**Provided text**
- - - - - - -

Re: [asa] Improved view of idolatry

From: George Murphy <gmurphy@raex.com>
Date: Mon Nov 05 2007 - 08:36:23 EST

You are ignoring 2 fundamental points. 1st, neither Luther nor I has said that putting any trust in something other than the true God is sinful. Note his word "entirely" (toto) & my "ultimate." 2d, whether or not a person says or even believes that he/she puts final trust in the true God or something else is not the question - as Janice has already pointed out. Of course no respectable churchgoing member in a respectable churchgoing culture is going to say "What I really trust in when the chips are down is my investments" but that doesn't mean that he/she doesn't.

& note that I haven't used the word "idolatry" there. Call it something else if you wish, but it's convenient to have a single word for the basic sin of violation of the 1st Commandment or what Paul calls worshipping the creature rather than the creator & to extend the concept of "idollatry" - latria of an eidolon, worship of an image - a bit to cover the more general case is reasonable, & is in fact long-established usage.

Shalom
George
http://web.raex.com/~gmurphy/
  ----- Original Message -----
  From: Don Winterstein
  To: asa
  Sent: Sunday, November 04, 2007 8:49 AM
  Subject: [asa] Improved view of idolatry

  Luther: "...To have a god is to have something in which the heart entirely trusts."
  Murphy: "What is really fundamental is where we put our ultimate trust...."

  By these standards there is probably little or no idolatry among God-believers in America: Very few of them, if asked, would claim that their ultimate trust is in their wealth or in anything or anyone but God. Yet Christian pastors and teachers are forever pointing to multitudes of things and saying that people are making idols of them. The apostle Paul may have started this practice by saying, "...Their god is their stomach...." But who would say in all seriousness that they put their ultimate trust in their stomach? And then there's Ezekiel 14.

  So is a "god" merely something that people pamper or focus on or work on excessively? What's excessive? So we're supposed to feel guilty about having a good meal and maybe overeating a bit? What's overeating?

- - - - - - -

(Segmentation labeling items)
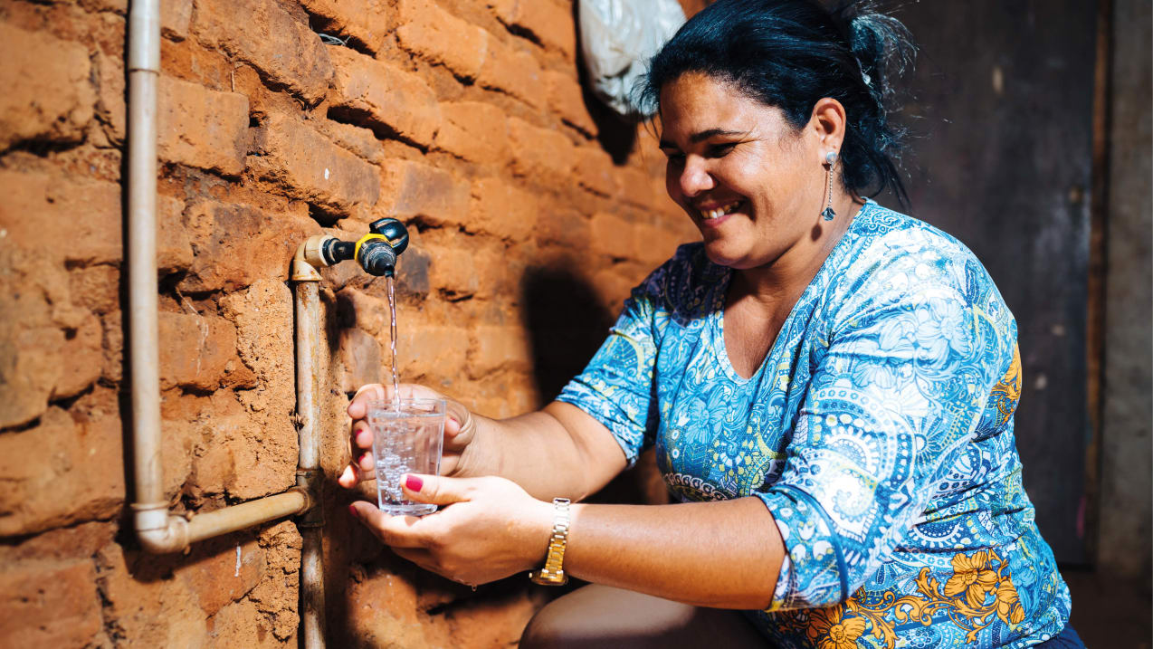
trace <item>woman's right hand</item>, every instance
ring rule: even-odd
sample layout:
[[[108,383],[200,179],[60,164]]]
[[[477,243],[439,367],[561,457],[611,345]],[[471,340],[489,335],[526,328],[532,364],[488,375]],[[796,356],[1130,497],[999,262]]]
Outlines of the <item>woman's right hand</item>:
[[[344,488],[356,486],[360,482],[376,477],[372,461],[372,431],[368,427],[368,405],[371,401],[391,401],[392,386],[372,383],[361,386],[348,405],[352,425],[352,461],[337,478]],[[476,433],[476,420],[459,401],[423,385],[401,384],[400,397],[416,399],[444,399],[444,454],[440,458],[440,475],[451,476],[460,467],[460,458]]]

- - - - - - -

**Problems**
(a) Repeat the stretch of the idolatry email from "By these standards" through "there's Ezekiel 14.", switching "stomach" to "belly".
(b) In the idolatry email, how does George Murphy break down the literal meaning of "idolatry"?
The items play no part in this work.

**Answers for the tasks**
(a)
By these standards there is probably little or no idolatry among God-believers in America: Very few of them, if asked, would claim that their ultimate trust is in their wealth or in anything or anyone but God. Yet Christian pastors and teachers are forever pointing to multitudes of things and saying that people are making idols of them. The apostle Paul may have started this practice by saying, "...Their god is their belly...." But who would say in all seriousness that they put their ultimate trust in their belly? And then there's Ezekiel 14.

(b) Latria of an eidolon, worship of an image.